▸ Task requirements:
Could you shift every answer coordinate in the data below by adding 111 to each number, then give all the lines back, requests included? Leave the numbers in the requests and their format samples as they are.

··········

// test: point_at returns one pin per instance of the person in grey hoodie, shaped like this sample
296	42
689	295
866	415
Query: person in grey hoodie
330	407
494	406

··········

▸ Output for this task:
// test: point_at returns one pin per instance of the person in grey hoodie, shaped like this sample
296	42
689	295
866	415
Query: person in grey hoodie
441	518
605	517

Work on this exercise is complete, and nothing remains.